[Given task]: Print all entries word for word.

-- START Supplied information --

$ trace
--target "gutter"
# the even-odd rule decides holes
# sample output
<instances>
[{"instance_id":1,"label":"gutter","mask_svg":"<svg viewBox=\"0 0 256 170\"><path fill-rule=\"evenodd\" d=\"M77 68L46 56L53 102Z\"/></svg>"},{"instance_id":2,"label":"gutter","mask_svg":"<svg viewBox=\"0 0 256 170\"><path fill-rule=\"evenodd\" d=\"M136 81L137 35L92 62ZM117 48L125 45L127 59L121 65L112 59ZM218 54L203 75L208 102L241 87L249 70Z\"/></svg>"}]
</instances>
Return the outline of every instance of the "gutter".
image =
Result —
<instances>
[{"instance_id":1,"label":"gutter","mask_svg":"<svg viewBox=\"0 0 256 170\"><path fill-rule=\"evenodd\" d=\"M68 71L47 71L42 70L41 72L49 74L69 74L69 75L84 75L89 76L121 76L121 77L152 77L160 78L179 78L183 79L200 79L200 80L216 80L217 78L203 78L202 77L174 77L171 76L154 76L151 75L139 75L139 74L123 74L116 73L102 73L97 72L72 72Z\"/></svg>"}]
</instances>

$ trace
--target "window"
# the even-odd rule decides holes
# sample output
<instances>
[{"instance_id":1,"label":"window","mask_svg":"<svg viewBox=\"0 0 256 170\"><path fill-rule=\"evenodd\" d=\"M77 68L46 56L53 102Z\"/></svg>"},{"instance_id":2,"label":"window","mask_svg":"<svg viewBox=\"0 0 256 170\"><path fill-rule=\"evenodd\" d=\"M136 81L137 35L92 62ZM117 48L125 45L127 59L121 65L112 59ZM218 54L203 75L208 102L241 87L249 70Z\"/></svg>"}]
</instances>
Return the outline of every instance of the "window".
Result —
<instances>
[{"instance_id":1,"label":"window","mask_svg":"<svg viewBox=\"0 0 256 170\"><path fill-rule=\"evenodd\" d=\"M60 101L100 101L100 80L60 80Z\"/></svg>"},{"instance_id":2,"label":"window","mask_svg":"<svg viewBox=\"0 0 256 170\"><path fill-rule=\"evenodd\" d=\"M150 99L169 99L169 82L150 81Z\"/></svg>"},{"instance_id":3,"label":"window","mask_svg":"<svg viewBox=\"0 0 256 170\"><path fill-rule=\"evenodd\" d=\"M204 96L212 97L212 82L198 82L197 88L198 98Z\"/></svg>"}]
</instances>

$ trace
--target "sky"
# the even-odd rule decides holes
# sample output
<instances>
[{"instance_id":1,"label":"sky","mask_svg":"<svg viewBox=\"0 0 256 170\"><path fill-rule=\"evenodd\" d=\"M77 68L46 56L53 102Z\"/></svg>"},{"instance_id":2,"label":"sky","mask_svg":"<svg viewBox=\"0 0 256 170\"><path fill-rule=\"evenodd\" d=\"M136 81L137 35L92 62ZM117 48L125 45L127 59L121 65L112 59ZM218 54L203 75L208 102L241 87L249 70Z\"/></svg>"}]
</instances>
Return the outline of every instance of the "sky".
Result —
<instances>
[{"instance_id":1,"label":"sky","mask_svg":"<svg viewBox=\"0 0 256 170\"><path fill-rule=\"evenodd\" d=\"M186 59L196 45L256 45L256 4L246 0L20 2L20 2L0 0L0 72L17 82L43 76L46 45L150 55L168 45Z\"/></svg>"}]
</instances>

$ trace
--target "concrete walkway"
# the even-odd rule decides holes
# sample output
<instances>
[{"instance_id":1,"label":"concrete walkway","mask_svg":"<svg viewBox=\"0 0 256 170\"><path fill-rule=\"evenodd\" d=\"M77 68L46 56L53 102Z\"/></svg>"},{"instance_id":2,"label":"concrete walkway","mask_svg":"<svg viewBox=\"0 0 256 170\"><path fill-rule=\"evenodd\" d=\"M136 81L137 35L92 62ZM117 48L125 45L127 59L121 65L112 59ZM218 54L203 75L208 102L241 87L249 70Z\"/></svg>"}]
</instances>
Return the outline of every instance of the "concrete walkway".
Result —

-- END Supplied information --

[Answer to the problem]:
$ trace
--target "gutter"
# the even-odd rule decides holes
# sample output
<instances>
[{"instance_id":1,"label":"gutter","mask_svg":"<svg viewBox=\"0 0 256 170\"><path fill-rule=\"evenodd\" d=\"M77 68L46 56L53 102Z\"/></svg>"},{"instance_id":2,"label":"gutter","mask_svg":"<svg viewBox=\"0 0 256 170\"><path fill-rule=\"evenodd\" d=\"M136 81L137 35L92 62ZM117 48L125 45L127 59L121 65L112 59ZM218 54L203 75L208 102L241 87L249 70Z\"/></svg>"}]
</instances>
Return the outline of every instance of the "gutter".
image =
Result —
<instances>
[{"instance_id":1,"label":"gutter","mask_svg":"<svg viewBox=\"0 0 256 170\"><path fill-rule=\"evenodd\" d=\"M68 71L47 71L42 70L41 72L49 74L69 74L69 75L84 75L89 76L121 76L121 77L152 77L160 78L179 78L183 79L200 79L200 80L216 80L217 78L203 78L202 77L174 77L171 76L154 76L151 75L139 75L139 74L123 74L116 73L102 73L97 72L72 72Z\"/></svg>"}]
</instances>

$ trace
--target "window"
# the even-odd rule decides holes
# sample output
<instances>
[{"instance_id":1,"label":"window","mask_svg":"<svg viewBox=\"0 0 256 170\"><path fill-rule=\"evenodd\" d=\"M77 68L46 56L53 102Z\"/></svg>"},{"instance_id":2,"label":"window","mask_svg":"<svg viewBox=\"0 0 256 170\"><path fill-rule=\"evenodd\" d=\"M136 81L137 35L92 62ZM117 48L125 45L127 59L121 65L112 59ZM218 54L203 75L208 102L241 87L249 70Z\"/></svg>"}]
</instances>
Return the outline of every instance of the "window".
Result —
<instances>
[{"instance_id":1,"label":"window","mask_svg":"<svg viewBox=\"0 0 256 170\"><path fill-rule=\"evenodd\" d=\"M60 101L100 101L100 80L60 80Z\"/></svg>"},{"instance_id":2,"label":"window","mask_svg":"<svg viewBox=\"0 0 256 170\"><path fill-rule=\"evenodd\" d=\"M150 99L169 99L169 82L150 81Z\"/></svg>"},{"instance_id":3,"label":"window","mask_svg":"<svg viewBox=\"0 0 256 170\"><path fill-rule=\"evenodd\" d=\"M204 96L212 97L212 82L198 82L197 88L198 98Z\"/></svg>"}]
</instances>

$ trace
--target "sky"
# the even-odd rule decides holes
# sample output
<instances>
[{"instance_id":1,"label":"sky","mask_svg":"<svg viewBox=\"0 0 256 170\"><path fill-rule=\"evenodd\" d=\"M77 68L46 56L53 102Z\"/></svg>"},{"instance_id":2,"label":"sky","mask_svg":"<svg viewBox=\"0 0 256 170\"><path fill-rule=\"evenodd\" d=\"M136 81L137 35L92 62ZM117 48L125 45L127 59L121 65L112 59ZM218 54L203 75L208 102L241 87L249 70Z\"/></svg>"}]
</instances>
Return the outline of every instance of the "sky".
Result —
<instances>
[{"instance_id":1,"label":"sky","mask_svg":"<svg viewBox=\"0 0 256 170\"><path fill-rule=\"evenodd\" d=\"M186 59L196 45L256 45L256 4L246 0L20 2L20 2L0 0L0 72L17 82L43 76L46 45L150 55L168 45Z\"/></svg>"}]
</instances>

$ trace
--target "concrete walkway"
# the even-odd rule decides holes
# sample output
<instances>
[{"instance_id":1,"label":"concrete walkway","mask_svg":"<svg viewBox=\"0 0 256 170\"><path fill-rule=\"evenodd\" d=\"M77 68L46 56L53 102Z\"/></svg>"},{"instance_id":2,"label":"concrete walkway","mask_svg":"<svg viewBox=\"0 0 256 170\"><path fill-rule=\"evenodd\" d=\"M136 81L137 35L92 62ZM117 48L125 45L127 59L121 65L112 59ZM218 54L203 75L208 102L241 87L249 70Z\"/></svg>"}]
</instances>
Return the outline of every instance of the "concrete walkway".
Result —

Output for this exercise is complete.